#### Problem requirements
Locate each line in the items below that contains the word "knit" and copy every such line in full.

-- start of Data --

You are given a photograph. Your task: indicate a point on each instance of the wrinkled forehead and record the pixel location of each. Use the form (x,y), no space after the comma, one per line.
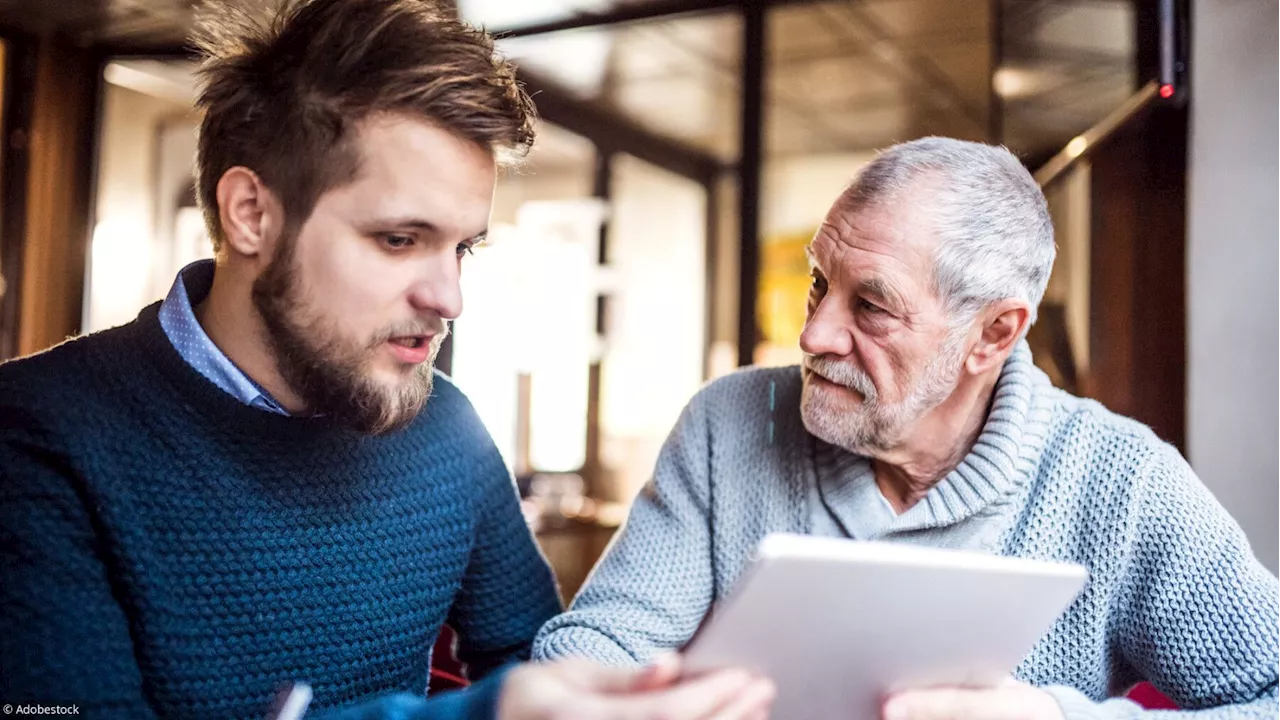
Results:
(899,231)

-- end of Data --
-- start of Data --

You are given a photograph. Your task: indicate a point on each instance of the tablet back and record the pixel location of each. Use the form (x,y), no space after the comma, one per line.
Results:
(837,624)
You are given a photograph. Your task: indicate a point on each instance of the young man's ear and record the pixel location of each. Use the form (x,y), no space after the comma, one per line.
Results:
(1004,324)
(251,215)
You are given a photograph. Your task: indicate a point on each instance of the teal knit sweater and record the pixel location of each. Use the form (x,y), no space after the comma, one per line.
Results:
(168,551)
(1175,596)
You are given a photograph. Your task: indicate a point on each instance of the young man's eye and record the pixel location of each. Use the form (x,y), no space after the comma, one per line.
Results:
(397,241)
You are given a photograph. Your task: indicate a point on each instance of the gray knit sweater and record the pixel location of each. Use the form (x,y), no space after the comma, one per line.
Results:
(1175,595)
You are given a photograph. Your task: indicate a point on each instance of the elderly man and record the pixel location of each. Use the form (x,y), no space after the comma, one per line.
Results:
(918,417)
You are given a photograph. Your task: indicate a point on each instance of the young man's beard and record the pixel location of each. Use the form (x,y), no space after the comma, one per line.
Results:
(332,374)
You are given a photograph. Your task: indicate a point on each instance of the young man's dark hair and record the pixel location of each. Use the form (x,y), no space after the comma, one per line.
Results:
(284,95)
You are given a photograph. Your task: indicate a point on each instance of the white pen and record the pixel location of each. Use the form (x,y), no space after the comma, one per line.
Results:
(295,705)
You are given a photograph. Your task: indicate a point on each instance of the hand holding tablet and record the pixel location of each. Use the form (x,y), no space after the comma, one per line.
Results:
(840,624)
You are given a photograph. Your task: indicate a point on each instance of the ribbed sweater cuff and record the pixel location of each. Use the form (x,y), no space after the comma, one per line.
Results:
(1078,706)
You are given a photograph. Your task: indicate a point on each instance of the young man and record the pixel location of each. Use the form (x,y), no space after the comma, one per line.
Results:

-- end of Data --
-- start of Data --

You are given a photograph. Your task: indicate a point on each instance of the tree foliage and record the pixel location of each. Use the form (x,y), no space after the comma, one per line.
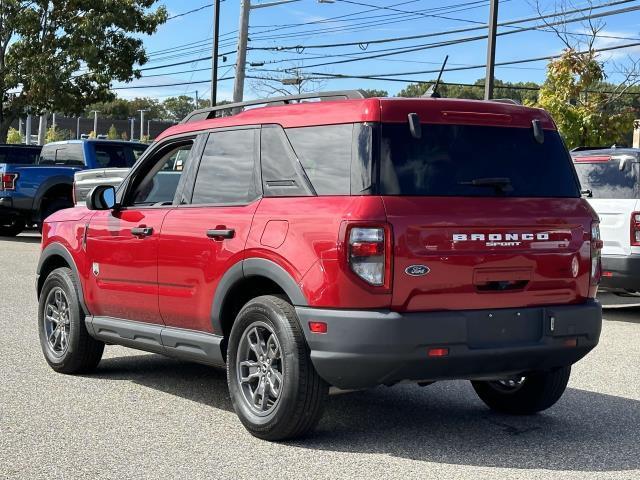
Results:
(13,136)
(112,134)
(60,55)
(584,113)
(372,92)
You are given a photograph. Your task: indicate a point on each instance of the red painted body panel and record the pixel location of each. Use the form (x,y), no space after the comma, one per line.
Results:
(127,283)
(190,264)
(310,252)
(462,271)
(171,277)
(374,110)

-- end of Data --

#### Solution to this task
You are given a photograph. Your task: indicate a point on each instance of the teal knit sweater and record the pixel location of each. Use the form (x,y), no space after the comma, one per line.
You are given a photograph. Your task: indicate a point on each instance of the gray knit sweater and record the pixel location of each. Use the form (x,y), no space after the comma, one per line.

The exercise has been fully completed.